Data shown:

————

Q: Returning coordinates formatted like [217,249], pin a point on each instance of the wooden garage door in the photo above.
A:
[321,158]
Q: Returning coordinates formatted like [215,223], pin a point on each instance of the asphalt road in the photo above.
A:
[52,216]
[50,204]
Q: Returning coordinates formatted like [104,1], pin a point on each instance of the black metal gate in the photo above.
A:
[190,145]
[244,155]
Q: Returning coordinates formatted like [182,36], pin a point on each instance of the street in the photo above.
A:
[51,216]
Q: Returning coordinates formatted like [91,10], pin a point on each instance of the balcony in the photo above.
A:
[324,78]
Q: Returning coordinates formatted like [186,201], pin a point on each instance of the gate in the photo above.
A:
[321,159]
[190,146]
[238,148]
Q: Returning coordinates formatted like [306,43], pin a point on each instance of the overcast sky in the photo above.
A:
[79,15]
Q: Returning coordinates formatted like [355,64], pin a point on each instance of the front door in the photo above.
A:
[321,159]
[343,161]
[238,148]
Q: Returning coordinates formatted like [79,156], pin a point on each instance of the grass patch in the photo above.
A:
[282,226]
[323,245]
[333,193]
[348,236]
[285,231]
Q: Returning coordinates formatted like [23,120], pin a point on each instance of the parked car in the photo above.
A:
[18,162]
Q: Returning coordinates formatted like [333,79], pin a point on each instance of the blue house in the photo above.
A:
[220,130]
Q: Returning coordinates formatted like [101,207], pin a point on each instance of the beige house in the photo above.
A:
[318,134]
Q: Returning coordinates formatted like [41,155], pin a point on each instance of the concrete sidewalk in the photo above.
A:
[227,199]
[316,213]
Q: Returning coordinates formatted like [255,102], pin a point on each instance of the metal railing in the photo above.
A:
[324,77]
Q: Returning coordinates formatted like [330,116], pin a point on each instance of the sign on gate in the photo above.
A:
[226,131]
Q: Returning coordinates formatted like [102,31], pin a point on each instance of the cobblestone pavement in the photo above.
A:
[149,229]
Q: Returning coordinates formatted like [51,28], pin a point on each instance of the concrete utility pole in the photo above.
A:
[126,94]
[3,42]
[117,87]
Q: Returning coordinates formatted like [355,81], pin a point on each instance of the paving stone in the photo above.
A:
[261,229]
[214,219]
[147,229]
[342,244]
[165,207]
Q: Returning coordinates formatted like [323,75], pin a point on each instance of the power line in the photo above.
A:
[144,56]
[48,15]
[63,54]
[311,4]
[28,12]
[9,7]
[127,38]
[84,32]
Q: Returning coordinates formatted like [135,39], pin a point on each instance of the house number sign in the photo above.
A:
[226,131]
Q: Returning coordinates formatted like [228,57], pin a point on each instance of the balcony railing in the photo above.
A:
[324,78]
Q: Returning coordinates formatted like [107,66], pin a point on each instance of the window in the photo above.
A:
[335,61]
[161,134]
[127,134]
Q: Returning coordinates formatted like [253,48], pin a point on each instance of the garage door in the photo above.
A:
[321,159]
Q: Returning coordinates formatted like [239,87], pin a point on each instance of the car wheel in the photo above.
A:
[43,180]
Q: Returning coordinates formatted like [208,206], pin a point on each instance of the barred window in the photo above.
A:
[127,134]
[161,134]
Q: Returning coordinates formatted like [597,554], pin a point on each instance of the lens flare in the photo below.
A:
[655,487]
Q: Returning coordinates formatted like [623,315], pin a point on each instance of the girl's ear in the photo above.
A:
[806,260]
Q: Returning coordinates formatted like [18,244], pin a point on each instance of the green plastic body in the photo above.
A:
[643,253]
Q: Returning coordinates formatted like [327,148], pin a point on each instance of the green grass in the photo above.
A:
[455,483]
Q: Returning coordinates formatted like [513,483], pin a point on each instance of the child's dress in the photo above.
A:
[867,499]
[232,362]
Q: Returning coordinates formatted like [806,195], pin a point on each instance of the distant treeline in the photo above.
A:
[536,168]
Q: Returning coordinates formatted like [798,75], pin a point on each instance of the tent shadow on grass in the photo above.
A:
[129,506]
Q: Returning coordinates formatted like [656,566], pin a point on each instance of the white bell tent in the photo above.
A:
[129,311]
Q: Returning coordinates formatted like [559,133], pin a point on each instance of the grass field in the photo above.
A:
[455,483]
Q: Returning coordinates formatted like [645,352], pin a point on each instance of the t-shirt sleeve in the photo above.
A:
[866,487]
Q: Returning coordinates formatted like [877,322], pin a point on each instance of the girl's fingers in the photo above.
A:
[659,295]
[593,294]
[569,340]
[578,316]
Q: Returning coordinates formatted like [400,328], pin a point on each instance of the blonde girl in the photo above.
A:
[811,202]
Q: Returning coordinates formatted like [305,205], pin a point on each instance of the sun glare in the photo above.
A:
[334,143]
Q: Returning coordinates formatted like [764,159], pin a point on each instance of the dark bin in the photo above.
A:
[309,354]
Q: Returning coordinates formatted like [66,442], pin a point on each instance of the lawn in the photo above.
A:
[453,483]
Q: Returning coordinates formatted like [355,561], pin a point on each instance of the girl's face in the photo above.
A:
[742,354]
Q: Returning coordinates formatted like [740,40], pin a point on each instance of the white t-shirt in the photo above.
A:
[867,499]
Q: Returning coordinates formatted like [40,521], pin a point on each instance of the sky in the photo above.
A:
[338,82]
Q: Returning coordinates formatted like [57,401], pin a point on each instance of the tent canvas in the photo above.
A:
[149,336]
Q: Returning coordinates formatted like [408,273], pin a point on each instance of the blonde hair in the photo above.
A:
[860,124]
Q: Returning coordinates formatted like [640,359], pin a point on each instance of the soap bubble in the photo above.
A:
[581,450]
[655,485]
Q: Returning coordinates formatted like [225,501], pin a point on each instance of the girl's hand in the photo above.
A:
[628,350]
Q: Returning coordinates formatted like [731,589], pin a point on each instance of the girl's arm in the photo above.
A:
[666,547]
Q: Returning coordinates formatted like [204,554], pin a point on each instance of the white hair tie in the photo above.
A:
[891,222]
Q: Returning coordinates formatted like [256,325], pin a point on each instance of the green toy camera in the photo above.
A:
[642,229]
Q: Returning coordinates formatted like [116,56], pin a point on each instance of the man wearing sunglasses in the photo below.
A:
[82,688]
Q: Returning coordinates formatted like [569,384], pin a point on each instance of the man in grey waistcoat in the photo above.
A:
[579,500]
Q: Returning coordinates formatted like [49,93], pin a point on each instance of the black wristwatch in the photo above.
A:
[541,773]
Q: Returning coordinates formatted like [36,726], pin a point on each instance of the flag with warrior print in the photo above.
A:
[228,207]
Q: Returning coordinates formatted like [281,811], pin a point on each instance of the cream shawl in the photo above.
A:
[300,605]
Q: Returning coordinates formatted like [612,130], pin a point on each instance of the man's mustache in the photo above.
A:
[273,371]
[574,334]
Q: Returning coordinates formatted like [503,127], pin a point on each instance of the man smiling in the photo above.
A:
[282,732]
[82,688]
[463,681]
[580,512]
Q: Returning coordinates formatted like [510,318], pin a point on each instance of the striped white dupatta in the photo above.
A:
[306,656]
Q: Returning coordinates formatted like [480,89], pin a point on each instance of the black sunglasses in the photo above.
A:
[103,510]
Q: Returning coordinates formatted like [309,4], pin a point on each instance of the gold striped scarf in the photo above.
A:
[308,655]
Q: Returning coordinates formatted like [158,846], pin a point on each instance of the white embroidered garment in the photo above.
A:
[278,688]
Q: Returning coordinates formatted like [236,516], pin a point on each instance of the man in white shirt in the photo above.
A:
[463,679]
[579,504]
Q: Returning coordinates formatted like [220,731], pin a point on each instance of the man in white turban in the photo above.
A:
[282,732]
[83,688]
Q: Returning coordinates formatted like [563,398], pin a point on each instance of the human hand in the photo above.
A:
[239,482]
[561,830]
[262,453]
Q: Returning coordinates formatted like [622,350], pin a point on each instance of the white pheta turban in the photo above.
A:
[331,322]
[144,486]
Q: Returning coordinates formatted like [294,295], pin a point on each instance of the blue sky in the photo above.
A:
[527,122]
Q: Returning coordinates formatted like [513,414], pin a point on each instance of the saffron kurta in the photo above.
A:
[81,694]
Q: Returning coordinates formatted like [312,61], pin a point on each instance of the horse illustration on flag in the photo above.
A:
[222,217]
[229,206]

————

Exercise goal:
In the records above, locate the lines holding the word "striped". Copy each of them.

Answer:
Q: Returning coordinates formatted like [510,318], pin a point on each instance of the striped white dupatta in the photo above.
Q: Returning coordinates formatted like [309,4], pin a point on each instance of the gold striped scarf in the photo above.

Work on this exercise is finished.